Data items:
[Start]

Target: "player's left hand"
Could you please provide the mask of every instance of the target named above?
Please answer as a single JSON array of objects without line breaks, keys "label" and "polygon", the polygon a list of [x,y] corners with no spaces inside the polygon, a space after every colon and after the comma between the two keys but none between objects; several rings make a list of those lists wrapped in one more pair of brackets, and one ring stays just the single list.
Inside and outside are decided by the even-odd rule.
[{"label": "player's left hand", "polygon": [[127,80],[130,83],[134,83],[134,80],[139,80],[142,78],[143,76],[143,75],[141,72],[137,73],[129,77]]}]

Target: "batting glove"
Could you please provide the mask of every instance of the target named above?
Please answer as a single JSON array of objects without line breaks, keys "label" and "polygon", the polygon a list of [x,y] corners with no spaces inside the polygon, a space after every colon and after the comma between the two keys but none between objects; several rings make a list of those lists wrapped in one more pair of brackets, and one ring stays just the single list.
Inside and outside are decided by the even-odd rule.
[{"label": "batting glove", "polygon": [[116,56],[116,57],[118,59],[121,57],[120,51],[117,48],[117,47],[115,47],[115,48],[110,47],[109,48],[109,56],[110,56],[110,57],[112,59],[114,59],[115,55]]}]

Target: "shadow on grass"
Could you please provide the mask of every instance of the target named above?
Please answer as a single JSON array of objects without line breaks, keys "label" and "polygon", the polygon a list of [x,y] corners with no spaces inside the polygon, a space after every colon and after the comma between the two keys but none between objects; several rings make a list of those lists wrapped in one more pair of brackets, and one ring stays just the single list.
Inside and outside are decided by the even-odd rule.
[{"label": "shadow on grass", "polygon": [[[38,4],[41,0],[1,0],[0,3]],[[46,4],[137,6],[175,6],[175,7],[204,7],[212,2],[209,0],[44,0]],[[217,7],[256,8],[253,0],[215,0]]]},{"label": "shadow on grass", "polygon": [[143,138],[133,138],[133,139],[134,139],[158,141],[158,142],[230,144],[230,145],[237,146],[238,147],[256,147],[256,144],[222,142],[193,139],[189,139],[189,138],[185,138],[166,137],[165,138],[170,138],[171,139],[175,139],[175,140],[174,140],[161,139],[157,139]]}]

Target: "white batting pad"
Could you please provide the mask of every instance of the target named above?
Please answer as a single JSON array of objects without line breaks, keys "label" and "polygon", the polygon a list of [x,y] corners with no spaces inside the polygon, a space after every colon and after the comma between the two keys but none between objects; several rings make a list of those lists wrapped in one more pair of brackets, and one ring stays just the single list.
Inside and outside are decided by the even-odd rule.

[End]

* _WHAT TO PRODUCE_
Output each record precisely as given.

* _CORRECT ANSWER_
Target: "player's left hand"
Could you please provide the mask of every instance of the target named above?
Please answer as a single JSON array of objects without line breaks, keys "label" and "polygon", the polygon a list of [x,y] corners with no spaces inside the polygon, a space after every colon and after the comma between the two keys but none between objects; several rings make a list of those lists wrapped in one more pair of brackets, and one ring stays just the single list.
Inside and outside are decided by the even-odd rule.
[{"label": "player's left hand", "polygon": [[127,80],[130,83],[134,83],[134,80],[139,80],[142,78],[143,76],[143,75],[141,72],[137,73],[129,77]]}]

Target: "batting glove"
Could you please provide the mask of every instance of the target named above?
Please answer as a single JSON array of objects without line breaks, keys "label" and "polygon", the polygon a list of [x,y] corners with no spaces inside the polygon, a space after every colon and after the comma between the two keys but none between objects; several rings make a list of those lists wrapped in one more pair of brackets, and one ring stays just the single list.
Inside and outside are decided by the even-odd rule.
[{"label": "batting glove", "polygon": [[116,56],[116,57],[118,59],[121,57],[120,51],[117,48],[117,47],[115,47],[115,48],[110,47],[109,48],[109,56],[110,56],[110,57],[112,59],[114,59],[115,55]]}]

Target: "shadow on grass"
Could you please provide the mask of every instance of the target named above?
Please answer as a single JSON array of objects without line breaks, keys "label" and "polygon", the polygon a list of [x,y] corners with no spaces inside the polygon, a space after every colon and after the comma between the two keys but none between objects; several rings make a list of those lists wrapped in one more pair of brackets, and one ring stays just the single list.
Inside and outside are decided by the even-odd rule.
[{"label": "shadow on grass", "polygon": [[[38,4],[41,0],[1,0],[0,3]],[[46,4],[137,6],[175,6],[175,7],[204,7],[212,2],[209,0],[44,0]],[[217,7],[256,8],[253,0],[215,0]]]},{"label": "shadow on grass", "polygon": [[143,138],[133,138],[133,139],[134,139],[158,141],[158,142],[230,144],[230,145],[237,146],[238,147],[256,147],[256,144],[222,142],[193,139],[189,139],[189,138],[185,138],[166,137],[165,138],[170,138],[171,139],[175,139],[175,140],[174,140],[161,139],[157,139]]}]

Target: "white batting pad"
Could you please provide the mask of every instance of the target named above?
Please answer as a single JSON array of objects without line breaks, keys "label" and "polygon", the polygon a list of [x,y] corners with no spaces inside the polygon, a space after every colon and after the comma between the two keys but none between objects; several rings make a list of those lists wrapped in one more pair of brackets, and one ring stays just the single list.
Inside and outside are decided by the even-odd rule.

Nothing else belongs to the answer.